WHAT NEEDS TO BE DONE
Pick out every line in the items below that contains the word "dress", and copy each such line.

INPUT MATERIAL
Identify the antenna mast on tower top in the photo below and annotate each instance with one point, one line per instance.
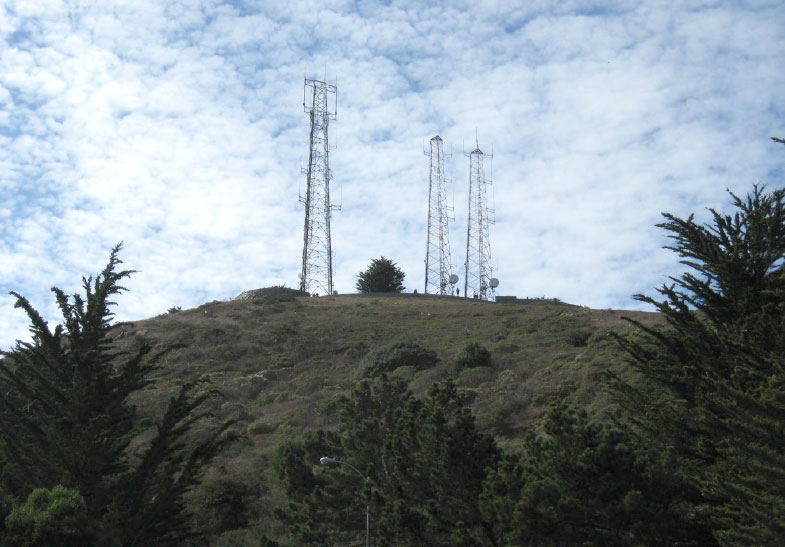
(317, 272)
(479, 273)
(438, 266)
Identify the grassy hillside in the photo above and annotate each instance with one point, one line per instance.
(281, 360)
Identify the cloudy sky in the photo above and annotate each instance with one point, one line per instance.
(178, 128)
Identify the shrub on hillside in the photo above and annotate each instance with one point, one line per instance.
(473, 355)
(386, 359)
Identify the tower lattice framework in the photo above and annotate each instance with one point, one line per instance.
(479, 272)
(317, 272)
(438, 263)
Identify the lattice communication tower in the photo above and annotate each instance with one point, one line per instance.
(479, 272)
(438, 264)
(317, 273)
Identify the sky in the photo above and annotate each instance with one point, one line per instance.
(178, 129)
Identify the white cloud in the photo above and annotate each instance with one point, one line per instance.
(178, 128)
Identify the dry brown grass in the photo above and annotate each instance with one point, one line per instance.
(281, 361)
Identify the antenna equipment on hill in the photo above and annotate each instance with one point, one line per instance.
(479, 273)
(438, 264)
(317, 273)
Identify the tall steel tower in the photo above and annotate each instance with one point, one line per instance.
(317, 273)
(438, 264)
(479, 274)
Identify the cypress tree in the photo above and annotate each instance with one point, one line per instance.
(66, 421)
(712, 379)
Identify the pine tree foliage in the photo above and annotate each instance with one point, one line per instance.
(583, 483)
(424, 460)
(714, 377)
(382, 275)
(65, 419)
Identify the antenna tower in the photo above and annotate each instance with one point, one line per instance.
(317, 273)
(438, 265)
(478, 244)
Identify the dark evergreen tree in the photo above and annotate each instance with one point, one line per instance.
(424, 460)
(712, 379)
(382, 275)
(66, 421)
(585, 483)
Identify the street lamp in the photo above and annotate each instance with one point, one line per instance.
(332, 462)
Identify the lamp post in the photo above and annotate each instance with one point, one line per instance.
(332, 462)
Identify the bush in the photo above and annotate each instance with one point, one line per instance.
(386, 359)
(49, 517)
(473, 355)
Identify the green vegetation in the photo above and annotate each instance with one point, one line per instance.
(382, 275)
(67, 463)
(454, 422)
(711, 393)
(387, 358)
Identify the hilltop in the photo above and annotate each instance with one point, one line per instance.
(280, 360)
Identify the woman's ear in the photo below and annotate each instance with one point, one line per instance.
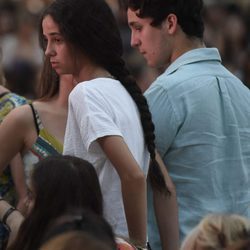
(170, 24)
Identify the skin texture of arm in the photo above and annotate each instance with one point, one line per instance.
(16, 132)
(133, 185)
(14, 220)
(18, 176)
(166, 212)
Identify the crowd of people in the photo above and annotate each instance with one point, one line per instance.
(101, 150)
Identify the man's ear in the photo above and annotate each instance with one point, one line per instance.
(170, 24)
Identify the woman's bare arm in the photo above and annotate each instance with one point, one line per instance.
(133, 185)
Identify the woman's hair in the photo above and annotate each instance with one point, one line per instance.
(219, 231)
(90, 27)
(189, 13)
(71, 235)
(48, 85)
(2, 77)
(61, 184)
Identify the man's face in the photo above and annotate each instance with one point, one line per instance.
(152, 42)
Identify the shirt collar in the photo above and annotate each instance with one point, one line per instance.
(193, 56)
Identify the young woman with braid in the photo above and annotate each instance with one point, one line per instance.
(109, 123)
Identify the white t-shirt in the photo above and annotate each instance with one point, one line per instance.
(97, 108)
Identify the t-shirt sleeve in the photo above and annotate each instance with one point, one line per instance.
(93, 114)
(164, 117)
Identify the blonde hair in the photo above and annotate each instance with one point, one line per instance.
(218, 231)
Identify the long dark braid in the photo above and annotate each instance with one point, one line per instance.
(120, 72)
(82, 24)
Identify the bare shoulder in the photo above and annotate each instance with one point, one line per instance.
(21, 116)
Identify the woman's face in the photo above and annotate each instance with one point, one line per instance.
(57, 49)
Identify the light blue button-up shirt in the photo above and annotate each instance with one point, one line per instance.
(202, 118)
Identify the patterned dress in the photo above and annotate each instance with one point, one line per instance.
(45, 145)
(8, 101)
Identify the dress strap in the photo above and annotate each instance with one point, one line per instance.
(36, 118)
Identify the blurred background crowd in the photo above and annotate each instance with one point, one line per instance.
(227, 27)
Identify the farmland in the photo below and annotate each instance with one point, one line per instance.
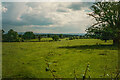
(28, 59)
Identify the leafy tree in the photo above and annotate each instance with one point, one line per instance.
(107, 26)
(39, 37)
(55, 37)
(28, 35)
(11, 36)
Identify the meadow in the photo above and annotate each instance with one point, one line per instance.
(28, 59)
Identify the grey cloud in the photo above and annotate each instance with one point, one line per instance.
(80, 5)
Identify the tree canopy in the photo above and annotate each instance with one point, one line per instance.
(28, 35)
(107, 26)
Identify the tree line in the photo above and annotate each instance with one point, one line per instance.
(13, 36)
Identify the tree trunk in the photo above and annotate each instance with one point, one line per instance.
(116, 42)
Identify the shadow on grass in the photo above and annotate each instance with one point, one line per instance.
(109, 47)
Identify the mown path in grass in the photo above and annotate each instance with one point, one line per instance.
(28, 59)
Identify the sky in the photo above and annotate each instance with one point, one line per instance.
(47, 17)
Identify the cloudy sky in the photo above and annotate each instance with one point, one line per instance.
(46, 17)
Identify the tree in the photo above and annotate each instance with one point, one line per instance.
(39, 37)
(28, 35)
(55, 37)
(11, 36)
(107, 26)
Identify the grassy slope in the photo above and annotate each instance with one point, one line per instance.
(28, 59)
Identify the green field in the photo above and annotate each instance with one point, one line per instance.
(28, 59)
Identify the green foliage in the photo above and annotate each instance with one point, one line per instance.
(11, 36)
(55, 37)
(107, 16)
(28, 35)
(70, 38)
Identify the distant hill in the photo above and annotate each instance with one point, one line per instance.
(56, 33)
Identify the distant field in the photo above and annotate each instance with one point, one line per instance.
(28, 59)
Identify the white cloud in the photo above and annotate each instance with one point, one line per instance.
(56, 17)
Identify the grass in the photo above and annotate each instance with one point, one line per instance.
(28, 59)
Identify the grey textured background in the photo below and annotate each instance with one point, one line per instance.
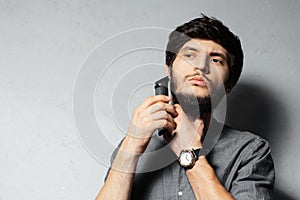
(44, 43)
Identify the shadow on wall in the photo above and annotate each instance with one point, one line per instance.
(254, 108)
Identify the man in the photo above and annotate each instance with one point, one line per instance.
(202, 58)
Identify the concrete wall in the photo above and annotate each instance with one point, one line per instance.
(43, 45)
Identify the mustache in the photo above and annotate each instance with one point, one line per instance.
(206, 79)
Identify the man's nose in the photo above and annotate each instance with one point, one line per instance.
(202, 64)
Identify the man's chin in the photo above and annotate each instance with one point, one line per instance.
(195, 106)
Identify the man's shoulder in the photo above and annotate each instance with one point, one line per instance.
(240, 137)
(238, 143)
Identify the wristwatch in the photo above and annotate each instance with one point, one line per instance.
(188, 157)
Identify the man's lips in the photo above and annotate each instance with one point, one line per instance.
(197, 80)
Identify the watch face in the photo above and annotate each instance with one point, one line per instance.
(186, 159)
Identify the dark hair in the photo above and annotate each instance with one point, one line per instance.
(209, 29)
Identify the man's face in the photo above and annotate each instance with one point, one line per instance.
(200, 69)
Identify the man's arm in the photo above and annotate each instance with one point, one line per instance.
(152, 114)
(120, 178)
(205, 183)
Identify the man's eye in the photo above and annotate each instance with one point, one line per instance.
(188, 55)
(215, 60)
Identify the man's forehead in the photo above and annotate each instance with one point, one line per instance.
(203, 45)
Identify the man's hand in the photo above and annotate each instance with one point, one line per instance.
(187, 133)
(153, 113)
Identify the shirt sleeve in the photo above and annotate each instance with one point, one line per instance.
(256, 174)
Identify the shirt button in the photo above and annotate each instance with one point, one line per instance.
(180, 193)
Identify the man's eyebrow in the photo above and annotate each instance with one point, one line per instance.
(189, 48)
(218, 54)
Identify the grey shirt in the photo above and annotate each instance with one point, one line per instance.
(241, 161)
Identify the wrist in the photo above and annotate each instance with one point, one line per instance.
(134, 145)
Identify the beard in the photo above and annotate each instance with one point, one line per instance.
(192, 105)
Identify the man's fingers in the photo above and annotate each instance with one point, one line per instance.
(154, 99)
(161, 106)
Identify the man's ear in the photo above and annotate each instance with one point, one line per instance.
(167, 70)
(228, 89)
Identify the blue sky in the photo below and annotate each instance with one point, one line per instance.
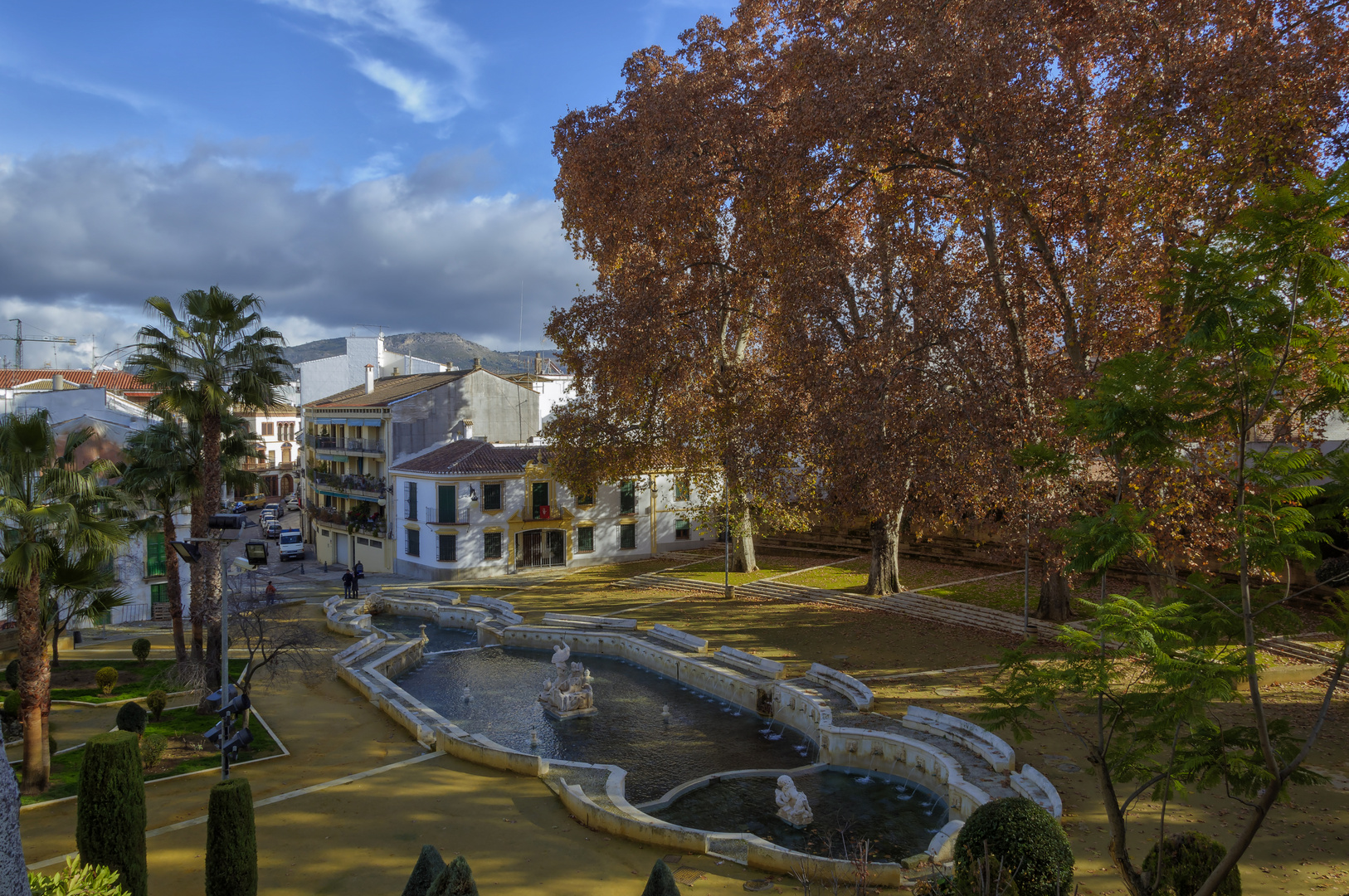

==

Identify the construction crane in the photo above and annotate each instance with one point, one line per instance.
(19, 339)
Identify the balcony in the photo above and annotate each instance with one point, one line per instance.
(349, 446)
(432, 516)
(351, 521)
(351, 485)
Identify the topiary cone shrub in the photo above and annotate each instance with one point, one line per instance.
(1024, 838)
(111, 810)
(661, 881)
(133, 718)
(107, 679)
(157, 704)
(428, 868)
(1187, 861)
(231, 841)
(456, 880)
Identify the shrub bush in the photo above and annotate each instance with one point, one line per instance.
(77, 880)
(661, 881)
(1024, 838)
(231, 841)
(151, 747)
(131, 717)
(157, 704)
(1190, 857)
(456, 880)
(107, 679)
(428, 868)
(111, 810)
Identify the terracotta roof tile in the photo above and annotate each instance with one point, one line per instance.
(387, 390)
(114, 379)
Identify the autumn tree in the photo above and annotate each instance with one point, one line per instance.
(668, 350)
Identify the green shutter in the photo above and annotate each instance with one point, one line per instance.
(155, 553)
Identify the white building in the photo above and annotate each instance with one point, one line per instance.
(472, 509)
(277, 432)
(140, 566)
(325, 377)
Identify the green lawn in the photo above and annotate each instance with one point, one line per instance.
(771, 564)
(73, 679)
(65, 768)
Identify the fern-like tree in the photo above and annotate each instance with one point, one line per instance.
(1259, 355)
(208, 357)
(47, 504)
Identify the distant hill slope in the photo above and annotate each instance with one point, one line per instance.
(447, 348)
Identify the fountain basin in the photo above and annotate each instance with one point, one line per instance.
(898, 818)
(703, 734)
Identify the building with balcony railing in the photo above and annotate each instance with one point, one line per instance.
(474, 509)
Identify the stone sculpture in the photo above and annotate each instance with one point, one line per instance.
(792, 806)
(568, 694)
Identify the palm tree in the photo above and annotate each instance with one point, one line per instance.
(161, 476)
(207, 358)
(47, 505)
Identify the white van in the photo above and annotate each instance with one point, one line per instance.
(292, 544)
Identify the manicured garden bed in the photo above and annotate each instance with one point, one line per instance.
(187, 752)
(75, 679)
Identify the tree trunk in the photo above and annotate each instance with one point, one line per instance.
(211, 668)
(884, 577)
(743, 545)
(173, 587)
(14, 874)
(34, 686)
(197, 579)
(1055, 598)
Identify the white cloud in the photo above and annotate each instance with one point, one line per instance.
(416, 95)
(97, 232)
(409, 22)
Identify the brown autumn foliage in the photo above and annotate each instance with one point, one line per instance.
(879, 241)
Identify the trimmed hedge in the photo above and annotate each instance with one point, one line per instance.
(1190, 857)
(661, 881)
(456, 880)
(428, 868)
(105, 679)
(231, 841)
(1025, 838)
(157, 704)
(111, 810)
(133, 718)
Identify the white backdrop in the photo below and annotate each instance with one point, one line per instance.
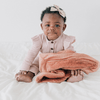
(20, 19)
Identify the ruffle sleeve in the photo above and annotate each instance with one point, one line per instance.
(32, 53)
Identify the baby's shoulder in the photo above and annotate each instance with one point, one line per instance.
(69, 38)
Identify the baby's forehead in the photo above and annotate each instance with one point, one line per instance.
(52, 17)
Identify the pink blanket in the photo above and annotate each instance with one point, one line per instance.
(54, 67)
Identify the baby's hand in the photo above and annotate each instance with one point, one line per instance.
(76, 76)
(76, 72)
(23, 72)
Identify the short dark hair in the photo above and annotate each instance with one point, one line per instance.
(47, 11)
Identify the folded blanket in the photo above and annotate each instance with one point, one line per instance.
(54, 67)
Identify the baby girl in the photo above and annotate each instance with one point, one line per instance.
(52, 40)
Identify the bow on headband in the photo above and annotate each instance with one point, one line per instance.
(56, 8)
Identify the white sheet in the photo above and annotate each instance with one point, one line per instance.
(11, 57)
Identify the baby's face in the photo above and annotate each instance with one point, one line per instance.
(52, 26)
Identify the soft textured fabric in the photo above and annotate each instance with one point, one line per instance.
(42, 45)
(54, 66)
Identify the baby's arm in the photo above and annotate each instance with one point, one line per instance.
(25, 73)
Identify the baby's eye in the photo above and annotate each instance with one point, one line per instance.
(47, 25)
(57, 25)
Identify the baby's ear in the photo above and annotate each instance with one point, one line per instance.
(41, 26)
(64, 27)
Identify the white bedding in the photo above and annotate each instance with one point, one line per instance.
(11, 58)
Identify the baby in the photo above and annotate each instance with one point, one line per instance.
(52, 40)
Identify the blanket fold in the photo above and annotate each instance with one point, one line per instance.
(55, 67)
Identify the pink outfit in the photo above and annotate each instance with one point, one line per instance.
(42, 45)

WRITTEN ANSWER
Identify the patterned dress in the photo above and annotate each instance with one point, one line per instance.
Identify the dress strap in the photo above and annotate each instance with one point, one line per instance.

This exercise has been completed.